→ **WORK TO COMPLETE**:
Give every line of the records below as a numbered list, leaving out any blank lines.

(Excerpts from point annotation data)
_ _ _ _ _ _ _
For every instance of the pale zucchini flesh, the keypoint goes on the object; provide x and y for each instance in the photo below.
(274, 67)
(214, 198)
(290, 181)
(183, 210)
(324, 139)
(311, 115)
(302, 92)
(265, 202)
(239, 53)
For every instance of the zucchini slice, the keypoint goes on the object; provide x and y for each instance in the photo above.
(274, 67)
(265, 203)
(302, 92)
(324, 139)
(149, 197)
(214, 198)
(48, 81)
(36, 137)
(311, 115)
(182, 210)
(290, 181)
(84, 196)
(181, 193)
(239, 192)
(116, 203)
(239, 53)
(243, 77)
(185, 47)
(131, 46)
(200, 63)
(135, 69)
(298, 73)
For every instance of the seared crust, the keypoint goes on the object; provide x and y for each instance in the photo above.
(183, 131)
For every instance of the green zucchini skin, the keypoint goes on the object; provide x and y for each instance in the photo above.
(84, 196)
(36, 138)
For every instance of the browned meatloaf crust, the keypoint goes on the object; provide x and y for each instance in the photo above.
_ _ _ _ _ _ _
→ **ANSWER TO THIS EXERCISE**:
1. For every instance of the pale zucchini flesh, the keypoint goes on the object; provide x and y for each instance in the photo below.
2. (274, 67)
3. (214, 198)
4. (290, 181)
5. (183, 210)
6. (324, 139)
7. (311, 115)
8. (302, 92)
9. (265, 202)
10. (239, 53)
11. For every instance of the zucchini slice, the keypoint goes on the object; provide x and y for each instance in the photo above.
12. (274, 67)
13. (265, 203)
14. (302, 92)
15. (324, 139)
16. (149, 197)
17. (214, 198)
18. (48, 81)
19. (36, 137)
20. (311, 115)
21. (182, 210)
22. (290, 181)
23. (84, 196)
24. (181, 193)
25. (239, 192)
26. (116, 203)
27. (239, 53)
28. (243, 77)
29. (185, 47)
30. (131, 46)
31. (200, 63)
32. (135, 69)
33. (298, 73)
34. For every instance of the seared crust, the keypoint goes on the object; provide x and y for each instance in the photo above.
35. (183, 131)
36. For every instance of the green zucchini skin, the keypoint goes on the object; provide x and y for each instance in the photo above.
37. (84, 196)
38. (36, 138)
39. For every instance of the browned meatloaf crust, the keypoint goes on the object; provide x and y for each instance in the photo above.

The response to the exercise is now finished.